▸ **What to work on**: Begin at the line below that contains "Where can the meadow" and write out every line from there to the end of the entries, exactly.

▸ **Source material**:
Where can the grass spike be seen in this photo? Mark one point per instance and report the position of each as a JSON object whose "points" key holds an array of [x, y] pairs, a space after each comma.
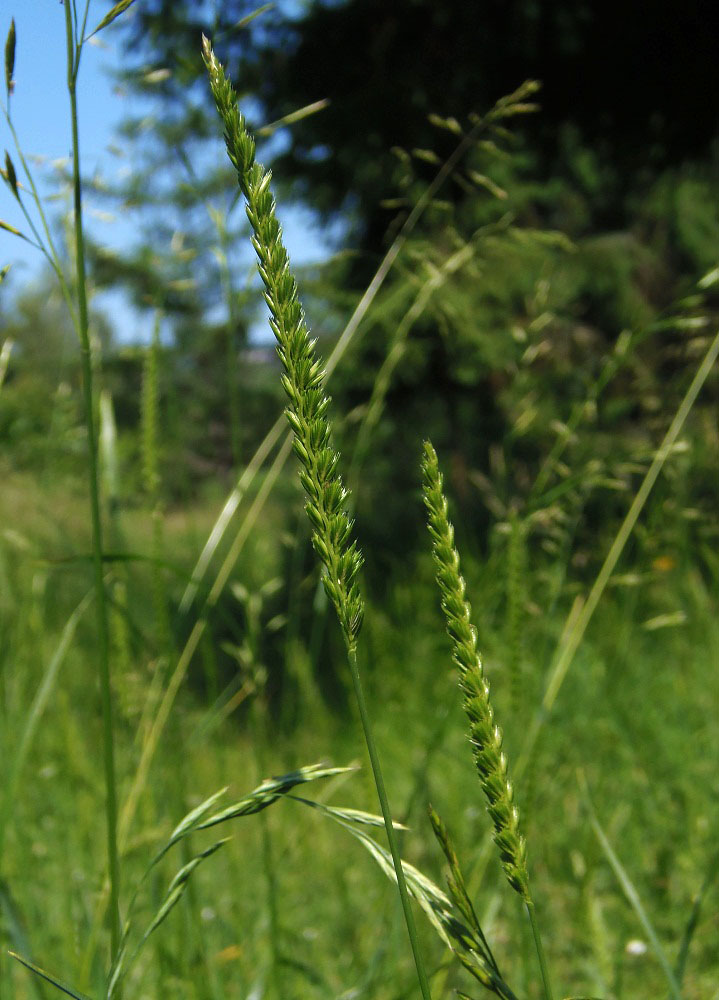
{"points": [[485, 735], [303, 381]]}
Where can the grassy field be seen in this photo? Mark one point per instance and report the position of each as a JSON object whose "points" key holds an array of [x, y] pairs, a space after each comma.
{"points": [[293, 899], [135, 686]]}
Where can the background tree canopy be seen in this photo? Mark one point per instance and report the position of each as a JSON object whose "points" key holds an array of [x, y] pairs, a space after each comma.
{"points": [[634, 87]]}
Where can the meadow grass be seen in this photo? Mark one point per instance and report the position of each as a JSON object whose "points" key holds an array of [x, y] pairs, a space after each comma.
{"points": [[325, 925]]}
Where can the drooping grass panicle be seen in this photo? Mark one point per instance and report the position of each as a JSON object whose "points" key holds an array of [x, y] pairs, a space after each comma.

▸ **Written answer**:
Where can the meadow grass be seen in this photo? Mark one point per instance and report the position of each as a JSON object whose "points" key holds an array of [x, y] pairs, a space after each comma.
{"points": [[325, 925]]}
Where can the drooping grass panicle be seen in this photo? Mark one point per instance and report the position of each as a JSON object whose "points" key holds an array of [x, y] pairs, a space after each comma.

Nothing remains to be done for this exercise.